>> start THE INPUT
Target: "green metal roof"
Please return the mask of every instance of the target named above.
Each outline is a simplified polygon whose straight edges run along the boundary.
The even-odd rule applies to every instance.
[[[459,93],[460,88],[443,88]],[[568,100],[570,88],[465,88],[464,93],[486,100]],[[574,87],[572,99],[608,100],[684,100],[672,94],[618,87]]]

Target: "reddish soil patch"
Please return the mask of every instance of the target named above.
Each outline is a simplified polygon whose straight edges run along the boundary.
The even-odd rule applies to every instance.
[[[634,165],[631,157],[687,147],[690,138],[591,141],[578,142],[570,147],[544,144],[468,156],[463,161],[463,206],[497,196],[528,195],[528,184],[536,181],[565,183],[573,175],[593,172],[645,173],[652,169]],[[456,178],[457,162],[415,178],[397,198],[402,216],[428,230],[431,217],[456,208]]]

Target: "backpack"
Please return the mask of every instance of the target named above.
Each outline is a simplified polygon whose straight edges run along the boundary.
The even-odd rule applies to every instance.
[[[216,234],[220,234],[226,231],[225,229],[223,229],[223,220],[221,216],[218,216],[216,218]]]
>> end THE INPUT
— WHAT YOU HAVE TO DO —
Recast every line of the records above as a Markdown table with the columns Row and Line, numbering the rows in order and leaving out blank lines.

— COMPLETED TASK —
| Row | Line |
|---|---|
| 1 | Target: "green metal roof" |
| 2 | Please return the mask of every instance of the target named above. |
| 3 | Each outline is a simplified polygon whose straight edges run along the boundary. |
| 4 | The even-odd rule applies to every instance. |
| 5 | [[[459,93],[460,88],[443,88]],[[568,100],[570,88],[465,88],[464,93],[486,100]],[[574,87],[572,99],[608,100],[684,100],[672,94],[618,87]]] |
| 6 | Target: "reddish soil patch" |
| 7 | Please return the mask of every instance of the target named above. |
| 8 | Each outline is a simplified polygon whose straight edges run along the boundary. |
| 9 | The even-odd rule applies to every instance. |
| 10 | [[[634,165],[631,157],[687,147],[690,138],[591,141],[578,142],[570,147],[544,144],[468,156],[463,161],[463,206],[497,196],[528,195],[528,184],[536,181],[565,183],[573,175],[593,172],[645,173],[652,169]],[[456,178],[457,162],[415,178],[397,198],[402,216],[428,230],[431,217],[456,208]]] |
| 11 | Target: "backpack" |
| 12 | Please return the mask of every instance of the target named above. |
| 13 | Each outline is a simplified polygon whose straight edges run along the boundary. |
| 14 | The even-odd rule applies to every instance. |
| 15 | [[[216,234],[220,234],[226,231],[225,229],[223,229],[223,220],[221,216],[218,216],[216,218]]] |